Provided text:
Designing LLM Agents for User-Centered Language Service Selection
Proceedings of the Fifteenth Language Resources and Evaluation Conference (LREC 2026)
Abstract
With the rapid expansion of language resources and services across repositories and platforms, users face an overwhelming number of options. While this diversity promises flexibility, non-experts struggle to compose appropriate resource pipelines and select services that satisfy both functional and non-functional requirements. We propose a user-centered framework of LLM agents that interprets natural-language requests and performs end-to-end language service selection. The agents extract functional requirements to form coherent task compositions and select suitable language services for each component by interpreting non-functional quality aspects embedded in contextual cues. To ensure reliable and explainable decisions, we employ a four-step structured reasoning procedure that combines Few-Shot exemplars and Chain-of-Thought reasoning: extracting functional requirements, inducing non-functional evaluation axes, applying these axes as constraints in candidate retrieval, and determining a final composition. We construct a benchmark dataset pairing diverse user requests with standardized language service profiles containing metadata and quality indicators, and evaluate our framework against representative prompting-based baselines. Results show consistent gains in Precision, Recall, and F1-score, demonstrating improved capture of both functional intent and quality preferences. These findings demonstrate that structured LLM agents can bridge natural-language user intents and language service configurations, enabling end-to-end selection and composition in a transparent and user-centered manner.

Exercise prompt: According to the abstract on LLM agents for language service selection, which metrics showed consistent gains? Use only the abstract above.

Data extract:

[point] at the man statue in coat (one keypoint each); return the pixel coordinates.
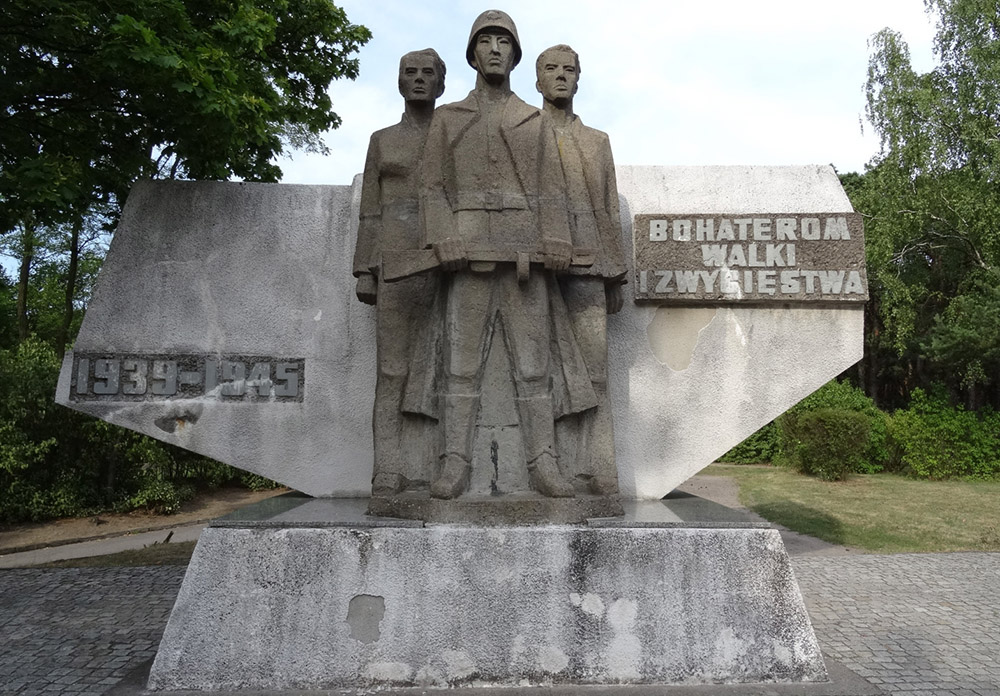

* * *

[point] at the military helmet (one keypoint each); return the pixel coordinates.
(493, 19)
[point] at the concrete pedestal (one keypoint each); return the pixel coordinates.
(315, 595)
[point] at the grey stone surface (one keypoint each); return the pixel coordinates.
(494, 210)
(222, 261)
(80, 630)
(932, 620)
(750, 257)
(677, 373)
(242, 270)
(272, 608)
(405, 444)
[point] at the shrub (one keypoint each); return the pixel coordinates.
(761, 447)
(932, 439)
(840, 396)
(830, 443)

==

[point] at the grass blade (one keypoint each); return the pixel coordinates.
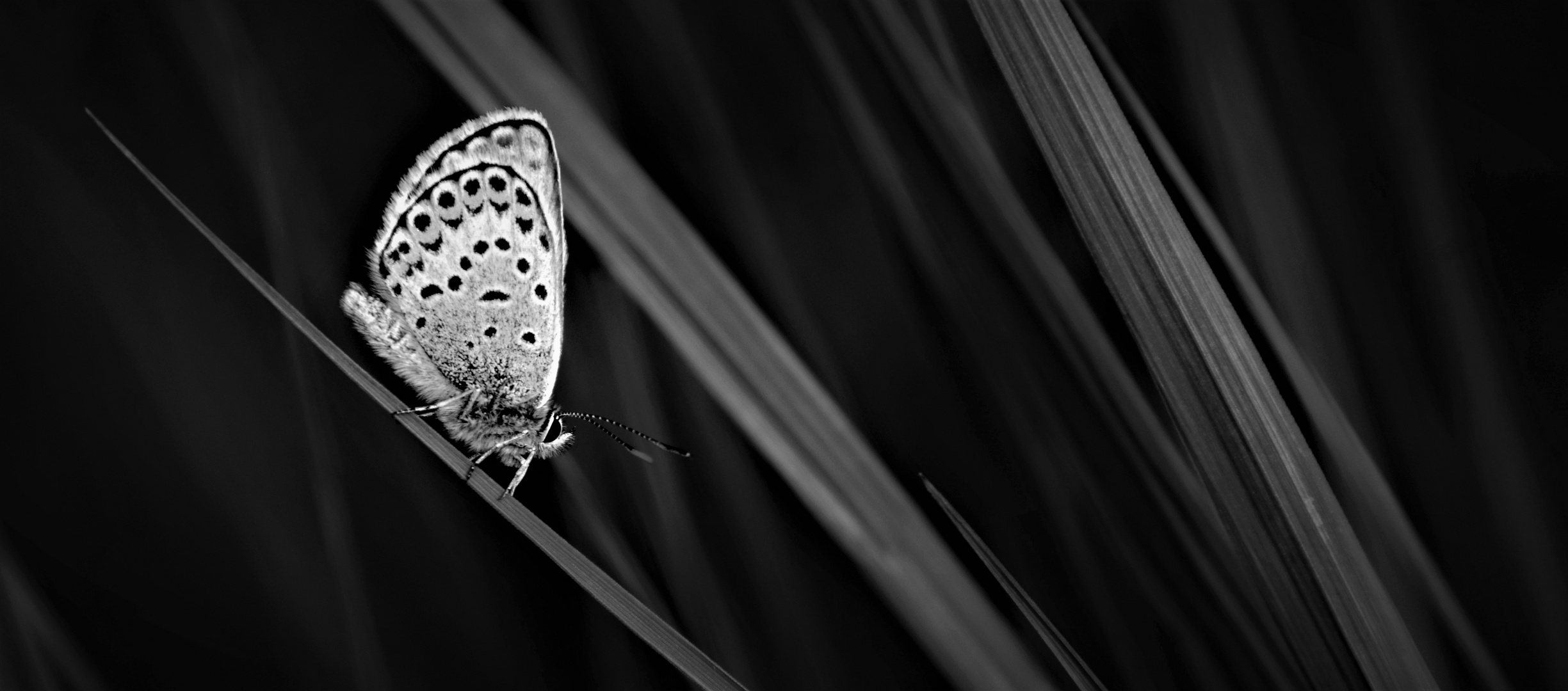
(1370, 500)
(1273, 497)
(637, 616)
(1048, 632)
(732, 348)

Task result: Precision, Recall, and F1-score.